### Text excerpt
╔══
Wednesday , November 6 2024

East Africa’s great trade war

A truck loaded with goods at the Uganda-Kenya border

Kenya struggles to keep economic grip on Uganda

COVER STORY | THE INDEPENDENT | Kenya has four big exports to Uganda; palm oil (11.8%) of exports, cement 10.1%, coated flat-rolled iron 8.94%, and refined petroleum 6.27%. Together, these comprise about 40% of Kenya’s total exports to Uganda as of December 2022, according to data from the Observatory of Economic Complexity (OEC); the world’s leading data visualisation tool for international trade data. Those are the latest official figures. Total value of Kenya exports to Uganda was US$677 million.

Ten years ago, in 2012, refined petroleum was Kenya’s biggest export to Uganda. But the portfolio was more diversified and it comprised only 9.27%.  Cement featured prominently at 8.83%. But coated flat-rolled iron was just 2.22%. Salt was higher at 3.85%. Total value of exports was US$559 million.

Uganda in 2012 exported almost one item to Kenya; tea at 30.6% of exports. Others were maize at 6.98%, tobacco at 6.18%, glass bottles at 5.04% and beans 4.2%. Electricity exports were just 4.34%. Total value of exports US$237 million.

Ten years later, Uganda has a more diversified portfolio of exports with milk 14.3%, concentrated milk 12.8%, electricity 9.87%, raw sugar 9.72%, unglazed ceramics 5.83%, and plywood 5.44%. Tea and coffee are below 1.0% and tobacco has disappeared.  They were replaced by aluminum bars, raw iron bars, and iron blocks and iron wire. Total value of exports US$312 million.

These facts and figures show that between 2012 and 2022, Uganda’s exports to Kenya changed dramatically and their value rose by 30%. Over the same period, Kenya’s exports to Uganda grew by 21%.

Kenya is a bigger economy, with much higher GDP Per Capita (over US$2000). But the slower rate of growth of its exports to Uganda, contrasting with a rapidly growing portfolio of Ugandan exports to Kenya is what is causing what has over time been described as a “trade war” between the two countries.

Kenya’s trade balance with Uganda could worsen in the coming years if Uganda successfully implements its direct importation of petroleum products in the short-term and builds an oil refinery in the long-term. Apart from direct financial implications on the Kenyan economy, that prospect also has a psychological impact. Kenya’s elite have long held the belief that “Uganda lacks options.” But that is changing. 

High cost dependence

Historically, Uganda’s political instability, poor economic management, and being landlocked has created a reliance on Kenya which remains its biggest trading partner in the region. Most of Uganda’s imports from other countries also come via the Kenyan port of Mombasa.

This over-dependence on Kenya imposes a high cost on Uganda. For example, Uganda is often shaken whenever political instability, violence or uncertainty rocks Kenya. When post-election violence broke out in Kenya in 2008, Uganda could not import or export to the outside world as hooligans blocked road transport in both directions.

Then Kenya also routinely blocks imports of Ugandan products through non-tariff barriers. By 2021, according to the Bank of Uganda, this resulted in the cumulative loss of about US$121 million.
╚══
### Record set
╔══
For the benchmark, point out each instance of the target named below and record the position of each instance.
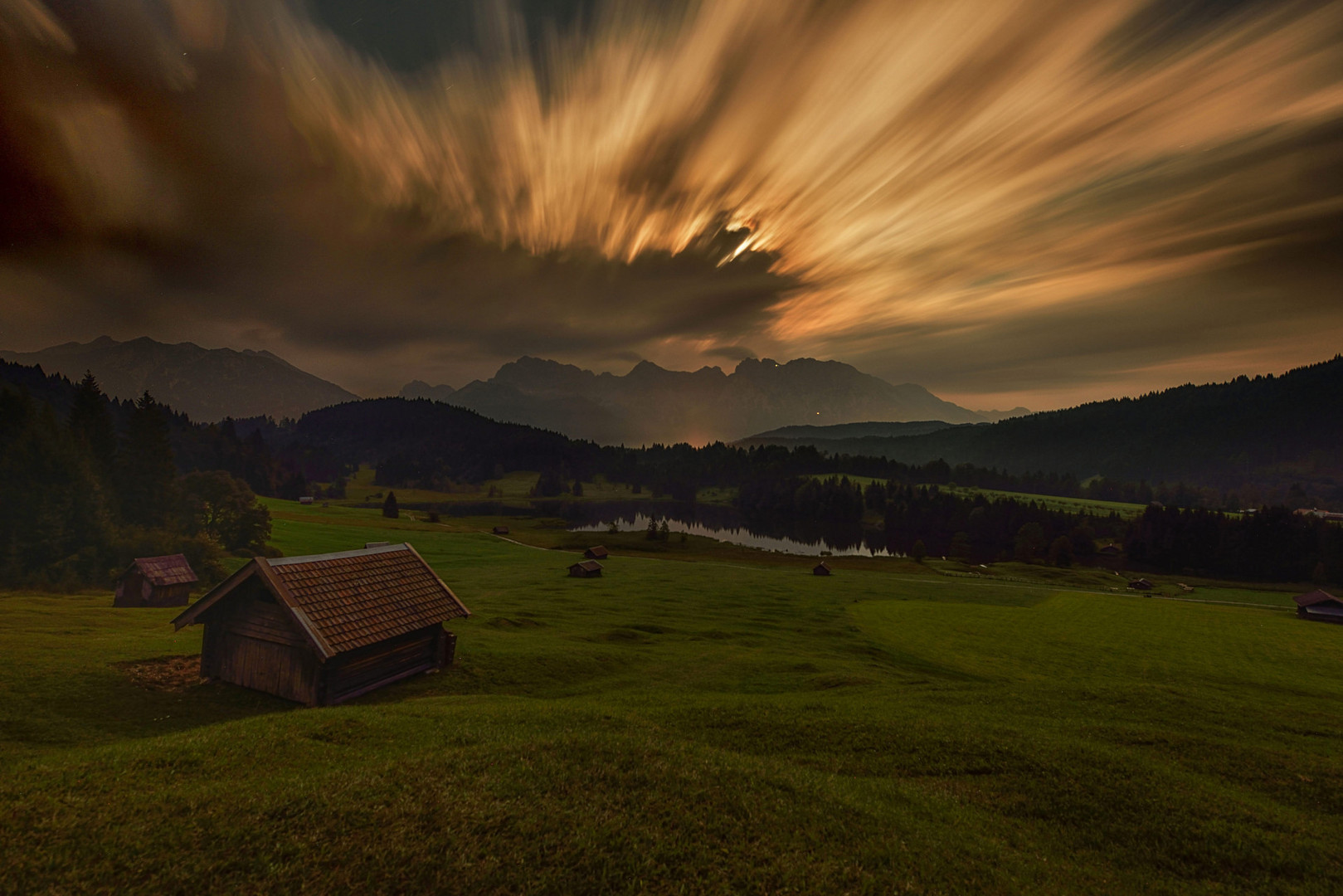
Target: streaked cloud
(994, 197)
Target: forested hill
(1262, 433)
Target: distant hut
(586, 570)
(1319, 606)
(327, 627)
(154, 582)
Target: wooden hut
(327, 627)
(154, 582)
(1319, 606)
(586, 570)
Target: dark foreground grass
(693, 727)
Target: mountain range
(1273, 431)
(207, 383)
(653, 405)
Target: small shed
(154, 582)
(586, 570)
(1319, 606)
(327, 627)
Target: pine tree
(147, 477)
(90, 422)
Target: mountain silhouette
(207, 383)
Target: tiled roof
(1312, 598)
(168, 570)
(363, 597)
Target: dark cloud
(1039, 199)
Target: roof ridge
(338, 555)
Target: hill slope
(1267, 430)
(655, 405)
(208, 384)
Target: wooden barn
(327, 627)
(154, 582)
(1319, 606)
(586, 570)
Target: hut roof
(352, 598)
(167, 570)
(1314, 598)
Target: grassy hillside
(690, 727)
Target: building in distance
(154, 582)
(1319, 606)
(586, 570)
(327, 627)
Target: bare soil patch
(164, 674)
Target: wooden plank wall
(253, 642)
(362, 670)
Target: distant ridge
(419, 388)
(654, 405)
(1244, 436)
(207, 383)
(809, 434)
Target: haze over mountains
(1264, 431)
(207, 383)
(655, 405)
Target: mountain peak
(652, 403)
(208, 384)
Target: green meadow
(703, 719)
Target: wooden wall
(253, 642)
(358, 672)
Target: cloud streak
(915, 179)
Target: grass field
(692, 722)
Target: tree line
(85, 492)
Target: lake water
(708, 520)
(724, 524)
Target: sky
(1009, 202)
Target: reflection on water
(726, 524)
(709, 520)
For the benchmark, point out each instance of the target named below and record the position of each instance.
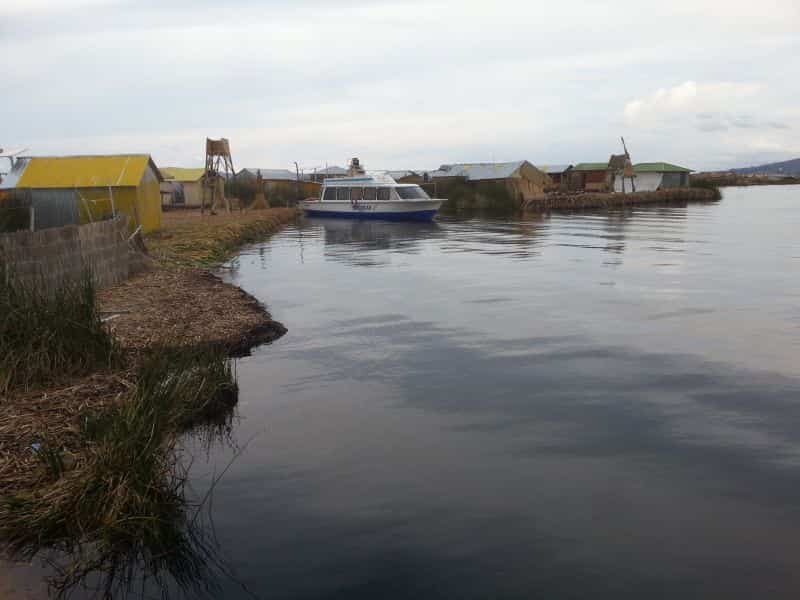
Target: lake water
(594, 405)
╚══
### Problems to solve
• a. How would you sum up the article on East Africa's trade war in two sentences?
• b. In the article on East Africa's trade war, what was Uganda's leading export to Kenya in 2012?

### Problem solutions
• a. Between 2012 and 2022, Uganda's exports to Kenya became more diversified and rose in value by 30%, while Kenya's exports to Uganda grew by only 21%, and this contrast has been described as a "trade war" between the two countries. Uganda has long relied on Kenya at a high cost, including Kenyan non-tariff barriers that caused a cumulative loss of about US$121 million by 2021, and Kenya's trade balance could worsen if Uganda imports petroleum directly and builds an oil refinery.

• b. Tea, at 30.6% of exports.